TASK DIRECTIONS:
Transcribe the listing below from its opening line up to and including the line that contains "slice using the picture above."; reproduce nothing else.

[Start of Attachment]

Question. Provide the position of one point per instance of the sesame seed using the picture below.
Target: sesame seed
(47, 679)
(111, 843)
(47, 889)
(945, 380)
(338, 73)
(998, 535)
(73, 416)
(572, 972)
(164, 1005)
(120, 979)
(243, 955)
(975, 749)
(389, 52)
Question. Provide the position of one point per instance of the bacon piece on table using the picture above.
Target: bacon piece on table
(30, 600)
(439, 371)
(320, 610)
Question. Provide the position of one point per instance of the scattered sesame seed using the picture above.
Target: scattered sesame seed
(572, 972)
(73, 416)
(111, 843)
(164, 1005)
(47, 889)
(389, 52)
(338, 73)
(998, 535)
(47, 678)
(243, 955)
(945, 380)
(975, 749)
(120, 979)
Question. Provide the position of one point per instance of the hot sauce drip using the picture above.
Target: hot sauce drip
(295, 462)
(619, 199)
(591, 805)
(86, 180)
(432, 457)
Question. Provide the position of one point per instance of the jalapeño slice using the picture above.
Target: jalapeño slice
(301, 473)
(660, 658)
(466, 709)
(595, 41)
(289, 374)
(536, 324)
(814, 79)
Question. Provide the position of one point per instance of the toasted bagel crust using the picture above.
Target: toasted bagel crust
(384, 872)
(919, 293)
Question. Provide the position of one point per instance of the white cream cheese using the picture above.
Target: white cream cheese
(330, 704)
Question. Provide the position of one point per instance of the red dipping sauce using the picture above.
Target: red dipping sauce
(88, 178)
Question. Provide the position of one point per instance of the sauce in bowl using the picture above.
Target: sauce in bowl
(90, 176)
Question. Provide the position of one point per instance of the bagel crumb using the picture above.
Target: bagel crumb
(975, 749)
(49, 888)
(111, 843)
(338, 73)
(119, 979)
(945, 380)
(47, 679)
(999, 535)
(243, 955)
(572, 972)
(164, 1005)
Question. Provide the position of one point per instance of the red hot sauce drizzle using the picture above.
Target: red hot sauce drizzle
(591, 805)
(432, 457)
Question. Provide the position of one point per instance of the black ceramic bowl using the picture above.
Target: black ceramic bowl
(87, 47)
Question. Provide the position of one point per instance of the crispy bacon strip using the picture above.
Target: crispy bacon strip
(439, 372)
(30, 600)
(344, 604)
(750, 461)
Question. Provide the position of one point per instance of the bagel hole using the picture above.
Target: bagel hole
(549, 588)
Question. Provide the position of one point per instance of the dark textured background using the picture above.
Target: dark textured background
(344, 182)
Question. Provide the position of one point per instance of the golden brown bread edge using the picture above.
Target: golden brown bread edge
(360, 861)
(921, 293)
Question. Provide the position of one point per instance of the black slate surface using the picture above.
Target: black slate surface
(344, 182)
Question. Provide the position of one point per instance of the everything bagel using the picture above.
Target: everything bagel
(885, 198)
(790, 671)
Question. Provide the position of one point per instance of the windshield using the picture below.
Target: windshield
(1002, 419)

[End of Attachment]

TASK OUTPUT:
Question. Provide the position of one point per instance of the sesame seed using the picture below.
Target: sesame seed
(47, 679)
(111, 843)
(47, 889)
(945, 380)
(338, 73)
(998, 535)
(73, 416)
(572, 972)
(164, 1005)
(120, 979)
(243, 955)
(975, 749)
(389, 52)
Question. Provide the position of one point per instance of the bacon piece on table using the picture above.
Target: bacon piece on table
(30, 600)
(439, 371)
(320, 610)
Question. Provide the position of one point per instance of the scattered sesame seed using the picture above.
Target: scattered sesame seed
(572, 972)
(73, 416)
(111, 843)
(164, 1005)
(47, 889)
(389, 52)
(338, 73)
(998, 535)
(47, 678)
(243, 955)
(945, 380)
(975, 749)
(120, 979)
Question. Provide the position of one point per instance of the hot sauce drip using the picture above.
Target: hot sauce drip
(295, 462)
(619, 199)
(591, 805)
(86, 180)
(432, 457)
Question. Provide the position of one point per instance of the jalapeño slice using the picture above.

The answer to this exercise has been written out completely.